* _Records_:
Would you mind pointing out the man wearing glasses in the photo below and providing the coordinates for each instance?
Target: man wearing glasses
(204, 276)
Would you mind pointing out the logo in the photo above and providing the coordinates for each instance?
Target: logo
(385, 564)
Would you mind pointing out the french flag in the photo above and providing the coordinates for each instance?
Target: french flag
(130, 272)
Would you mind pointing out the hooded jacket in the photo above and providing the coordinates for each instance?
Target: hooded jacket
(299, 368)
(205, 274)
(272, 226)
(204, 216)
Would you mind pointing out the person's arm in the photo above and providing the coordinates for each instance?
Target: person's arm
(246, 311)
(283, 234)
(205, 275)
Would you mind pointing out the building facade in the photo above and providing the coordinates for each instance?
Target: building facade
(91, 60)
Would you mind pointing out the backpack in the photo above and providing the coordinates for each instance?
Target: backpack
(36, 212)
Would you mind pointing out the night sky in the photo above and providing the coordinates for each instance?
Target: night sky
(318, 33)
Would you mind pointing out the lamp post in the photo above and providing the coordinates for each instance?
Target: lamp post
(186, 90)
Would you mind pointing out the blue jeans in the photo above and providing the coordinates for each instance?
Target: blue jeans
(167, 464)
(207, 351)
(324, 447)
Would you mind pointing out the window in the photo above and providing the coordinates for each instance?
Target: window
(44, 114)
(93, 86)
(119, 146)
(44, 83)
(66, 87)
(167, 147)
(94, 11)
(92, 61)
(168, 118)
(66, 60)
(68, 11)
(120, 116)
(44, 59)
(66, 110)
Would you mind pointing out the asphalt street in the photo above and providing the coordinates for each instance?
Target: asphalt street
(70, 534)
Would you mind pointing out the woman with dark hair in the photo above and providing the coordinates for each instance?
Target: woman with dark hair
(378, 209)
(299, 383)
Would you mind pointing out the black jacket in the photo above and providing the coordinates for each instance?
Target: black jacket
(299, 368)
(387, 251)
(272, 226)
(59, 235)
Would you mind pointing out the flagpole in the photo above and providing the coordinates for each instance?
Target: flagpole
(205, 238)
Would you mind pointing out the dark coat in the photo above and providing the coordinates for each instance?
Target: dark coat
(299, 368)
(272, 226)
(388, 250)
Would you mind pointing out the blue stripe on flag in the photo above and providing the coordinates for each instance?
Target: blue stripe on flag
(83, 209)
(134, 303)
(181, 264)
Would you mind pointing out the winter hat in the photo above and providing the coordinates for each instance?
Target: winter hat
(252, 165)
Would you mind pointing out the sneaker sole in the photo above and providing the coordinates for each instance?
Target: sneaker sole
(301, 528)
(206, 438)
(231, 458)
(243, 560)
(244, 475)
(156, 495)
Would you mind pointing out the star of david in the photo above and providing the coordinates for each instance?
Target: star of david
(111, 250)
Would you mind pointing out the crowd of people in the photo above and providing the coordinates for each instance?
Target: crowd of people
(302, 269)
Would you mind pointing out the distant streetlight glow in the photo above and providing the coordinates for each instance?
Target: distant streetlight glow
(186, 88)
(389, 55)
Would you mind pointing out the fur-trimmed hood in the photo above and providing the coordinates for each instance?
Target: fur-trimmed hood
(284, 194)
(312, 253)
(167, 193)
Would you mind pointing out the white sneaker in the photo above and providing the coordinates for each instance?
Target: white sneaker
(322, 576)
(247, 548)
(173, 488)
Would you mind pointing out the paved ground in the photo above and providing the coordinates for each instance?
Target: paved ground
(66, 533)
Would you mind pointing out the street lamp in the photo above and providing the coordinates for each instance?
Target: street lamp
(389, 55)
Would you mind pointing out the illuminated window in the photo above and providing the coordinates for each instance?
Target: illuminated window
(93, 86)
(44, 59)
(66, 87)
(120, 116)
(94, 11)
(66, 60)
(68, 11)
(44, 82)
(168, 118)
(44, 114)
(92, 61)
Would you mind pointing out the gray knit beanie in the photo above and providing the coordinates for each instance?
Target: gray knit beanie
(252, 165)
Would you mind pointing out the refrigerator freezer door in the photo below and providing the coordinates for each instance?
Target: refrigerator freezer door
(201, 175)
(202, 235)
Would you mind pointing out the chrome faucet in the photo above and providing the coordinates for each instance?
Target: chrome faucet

* _Description of the task_:
Give the data back exactly as it stands.

* _Response to the exercise_:
Would you mind pointing out the man wearing glasses in the photo below and providing the coordinates for each instance?
Target: man wearing glasses
(204, 276)
Would you mind pointing out the logo in the photo above and providing the coordinates for each instance?
Target: logo
(385, 564)
Would you mind pointing out the french flag in the photo above and providing the coordinates for each instance?
Target: french flag
(130, 272)
Would you mind pointing out the hooded jacket in the photo above and providing the coordinates for each instance?
Target: hooded jacket
(299, 368)
(205, 274)
(272, 226)
(204, 216)
Would you mind pointing out the person's arm in the photo above and providing the coordinates for each instance?
Target: person's arm
(246, 311)
(283, 234)
(205, 275)
Would you mind pointing out the building facade in the photo above and providing the coordinates for each instance?
Target: building facade
(91, 60)
Would you mind pointing out the backpack in the photo above and providing the coordinates for each instance?
Target: backpack
(36, 212)
Would you mind pointing out the night sky in the photo above and providing the coordinates for each instance?
Target: night sky
(318, 33)
Would you mind pointing out the lamp post in the photo above and providing the coordinates for each instance?
Target: lamp post
(186, 90)
Would you mind pointing out the blue jeans in the photo above and providing the coordinates for each instance?
Target: blue jeans
(167, 464)
(207, 351)
(324, 447)
Would you mind pointing out the window in the photo above and providing the coordinates for each instance?
Target: window
(44, 114)
(93, 86)
(119, 146)
(44, 83)
(66, 87)
(167, 147)
(94, 11)
(92, 61)
(168, 118)
(66, 60)
(68, 11)
(120, 116)
(44, 59)
(66, 110)
Would you mind pointing out the asphalt street in the photo above and providing the coordinates for each instance?
Target: asphalt street
(70, 534)
Would you mind pointing out the woman with dark hair in the photo above and providing the coordinates for each instance?
Target: woman with dark hair
(378, 209)
(299, 383)
Would you mind pointing out the black jacket in the photo above and providing the coordinates for each instance?
Target: black jacket
(299, 368)
(387, 251)
(272, 226)
(59, 235)
Would you mind pointing out the flagpole in the photo above and providing the coordinates for each instance?
Target: flagpole
(205, 238)
Would you mind pointing out the dark coat in the photo above and providing the coordinates for each instance?
Target: dark coat
(299, 368)
(272, 226)
(388, 250)
Would you mind pointing out the blue stripe on flag in the photo above and providing the coordinates for each instance?
Target: blue stripe on flag
(83, 209)
(134, 303)
(181, 264)
Would you mind pointing out the winter hat in the photo above and providing the coordinates for each instance?
Target: winter hat
(252, 165)
Would you mind pointing out the sneaker sole in the photo above and providing the coordinates for each instance?
Target: sneaker sole
(301, 528)
(206, 438)
(231, 458)
(243, 560)
(244, 475)
(156, 495)
Would you mind pointing out the star of david in the photo above and providing the coordinates for each instance?
Target: star of david
(111, 250)
Would you mind pointing out the crowd of people in the photo above and providing the coordinates for each instance?
Target: crowd of people
(302, 269)
Would you mind pointing out the distant streetlight glow in the photo above and providing the coordinates for each instance?
Target: distant streetlight glow
(186, 88)
(389, 55)
Would you mind pointing out the fur-trimmed hood in the photo above and providing the coordinates for each instance?
Target: fur-trimmed hood
(284, 194)
(312, 253)
(167, 193)
Would you mind pointing out the white sneaker in the photo above and providing the coordinates for each instance?
Target: white sneaker
(322, 576)
(247, 548)
(173, 488)
Would you mind pointing out the paved ground in the photo above and providing the coordinates for each instance?
Target: paved ground
(66, 533)
Would you mind pointing out the street lamp in the photo above and providing the coordinates for each instance?
Target: street lamp
(389, 55)
Would you mind pointing out the illuminated window in the photo above and providing the coordinates for each instance?
Target: illuminated window
(93, 86)
(44, 59)
(66, 87)
(120, 116)
(94, 11)
(66, 60)
(68, 11)
(44, 82)
(168, 118)
(44, 114)
(92, 61)
Would you mind pointing out the gray knit beanie in the photo above and providing the coordinates for each instance?
Target: gray knit beanie
(252, 165)
Would you mind pointing out the refrigerator freezer door in the photo below and providing the coordinates for each instance?
Target: refrigerator freezer door
(201, 175)
(202, 235)
Would you mind pointing out the chrome faucet in the photo above and providing the coordinates for each instance?
Target: chrome faucet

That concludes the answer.